» **Request**: Please copy every one of the rows below word for word, leaving the pictures out of your answer.

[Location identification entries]
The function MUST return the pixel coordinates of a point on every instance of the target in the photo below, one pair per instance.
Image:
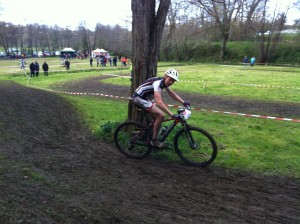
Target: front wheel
(195, 146)
(132, 139)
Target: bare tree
(223, 12)
(268, 31)
(147, 29)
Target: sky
(67, 13)
(70, 13)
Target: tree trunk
(147, 28)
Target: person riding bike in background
(151, 89)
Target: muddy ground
(52, 170)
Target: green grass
(264, 146)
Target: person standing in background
(45, 67)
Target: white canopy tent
(100, 52)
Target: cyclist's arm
(174, 95)
(161, 104)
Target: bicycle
(193, 145)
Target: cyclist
(151, 89)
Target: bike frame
(170, 128)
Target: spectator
(32, 69)
(36, 69)
(102, 61)
(245, 60)
(115, 61)
(45, 68)
(22, 63)
(98, 60)
(91, 61)
(252, 61)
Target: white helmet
(173, 74)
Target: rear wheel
(133, 140)
(195, 146)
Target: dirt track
(53, 171)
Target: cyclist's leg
(159, 117)
(154, 111)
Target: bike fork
(192, 143)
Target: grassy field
(260, 145)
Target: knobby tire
(201, 153)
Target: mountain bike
(193, 145)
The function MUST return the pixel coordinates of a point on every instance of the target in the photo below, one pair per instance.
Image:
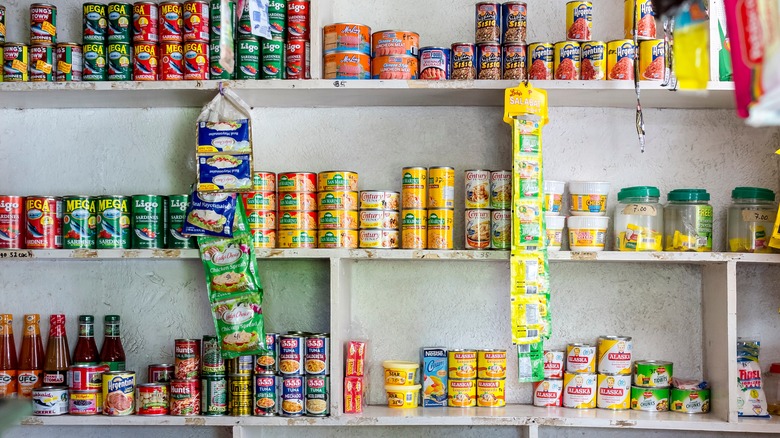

» **Solution to the exercise**:
The function MUST return the pixel coordinates of a point on every instance of the target in the photo below, one pair per instance.
Image:
Target: front wheel
(195, 146)
(132, 139)
Target: bare tree
(223, 12)
(268, 31)
(147, 29)
Target: sky
(67, 13)
(70, 13)
Target: tree trunk
(147, 28)
Target: person riding bike in background
(151, 89)
Target: muddy ground
(52, 170)
Target: green grass
(264, 146)
Target: person standing in background
(45, 67)
Target: white canopy tent
(100, 52)
Target: cyclist's arm
(174, 95)
(161, 104)
Target: bicycle
(193, 145)
Target: cyclist
(151, 89)
Target: bike frame
(170, 128)
Target: spectator
(32, 69)
(36, 69)
(102, 61)
(245, 60)
(115, 61)
(45, 68)
(22, 63)
(98, 60)
(91, 61)
(252, 61)
Target: white helmet
(173, 74)
Target: rear wheel
(133, 140)
(195, 146)
Target: dirt track
(53, 171)
Target: cyclist's leg
(159, 117)
(154, 111)
Target: bike fork
(192, 143)
Target: grassy field
(260, 145)
Target: knobby tire
(201, 153)
Target: mountain bike
(193, 145)
The function MUST return the pixel coordinates of a point on every instance of the target in the photo below, one pair per instance.
Image:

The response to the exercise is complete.